- Excerpted text:
§
Diarization MSDD Telephonic

NVIDIA

Model

NVIDIA

Diarization MSDD Telephonic

Multi-scale Diarization Decoder (MSDD) model for speaker diarization of telephone conversations

Model Overview

This collection contains Multiscale Diarization Decoder (MSDD) trained on Fisher Corpus. The checkpoint contains two different models: pretrained TitaNet-L (around 25.3M parameters) and MSDD (around 5.8M parameters). MSDD models can be jointly trained and used for inference with pretrained speaker embedding extractors, such as TitaNet and ECAPA-TDNN.

Model Architecture

MSDD [1] model is a sequence model that selectively weighs different speaker embedding scales. You can find more detail of this model here: MS Diarization with DSW.

This particular MSDD model is designed to show the most optimized diarization performance on telephonic speech and based on 5 scales: [1.5,1.25,1.0,0.75,0.5] with hop lengths of [0.75,0.625,0.5,0.375,0.25]. Therefore, the default temporal resolution is 0.25s while the hoplength could be changed to have better temporal resolution.
§
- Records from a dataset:
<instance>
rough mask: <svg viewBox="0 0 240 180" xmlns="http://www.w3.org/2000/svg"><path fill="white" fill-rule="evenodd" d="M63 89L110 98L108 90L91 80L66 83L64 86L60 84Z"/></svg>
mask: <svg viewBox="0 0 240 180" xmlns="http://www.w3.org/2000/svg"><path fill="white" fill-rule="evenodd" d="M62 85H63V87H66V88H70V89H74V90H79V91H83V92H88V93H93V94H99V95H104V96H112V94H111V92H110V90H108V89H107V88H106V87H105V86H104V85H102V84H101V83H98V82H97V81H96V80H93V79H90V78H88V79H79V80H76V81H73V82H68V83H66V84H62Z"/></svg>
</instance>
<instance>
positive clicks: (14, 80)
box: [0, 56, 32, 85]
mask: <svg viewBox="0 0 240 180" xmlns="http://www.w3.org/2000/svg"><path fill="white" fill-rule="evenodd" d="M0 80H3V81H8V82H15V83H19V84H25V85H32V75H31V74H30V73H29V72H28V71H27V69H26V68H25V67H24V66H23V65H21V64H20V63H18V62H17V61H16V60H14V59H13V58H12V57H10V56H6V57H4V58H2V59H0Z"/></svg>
§
- Exercise requirements:
1. Reproduce the part of the MSDD model description starting with "This collection contains" and going on through "Diarization with DSW.".
2. Switch "rough mask" to "coarse mask" in the entries, starting with their first line and going on through the line with "rough mask: <svg", and give only those lines with nothing else altered.
The MSDD model description and the entries are separate, unrelated material.

- Your responses:
1.
This collection contains Multiscale Diarization Decoder (MSDD) trained on Fisher Corpus. The checkpoint contains two different models: pretrained TitaNet-L (around 25.3M parameters) and MSDD (around 5.8M parameters). MSDD models can be jointly trained and used for inference with pretrained speaker embedding extractors, such as TitaNet and ECAPA-TDNN.

Model Architecture

MSDD [1] model is a sequence model that selectively weighs different speaker embedding scales. You can find more detail of this model here: MS Diarization with DSW.

2.
<instance>
coarse mask: <svg viewBox="0 0 240 180" xmlns="http://www.w3.org/2000/svg"><path fill="white" fill-rule="evenodd" d="M63 89L110 98L108 90L91 80L66 83L64 86L60 84Z"/></svg>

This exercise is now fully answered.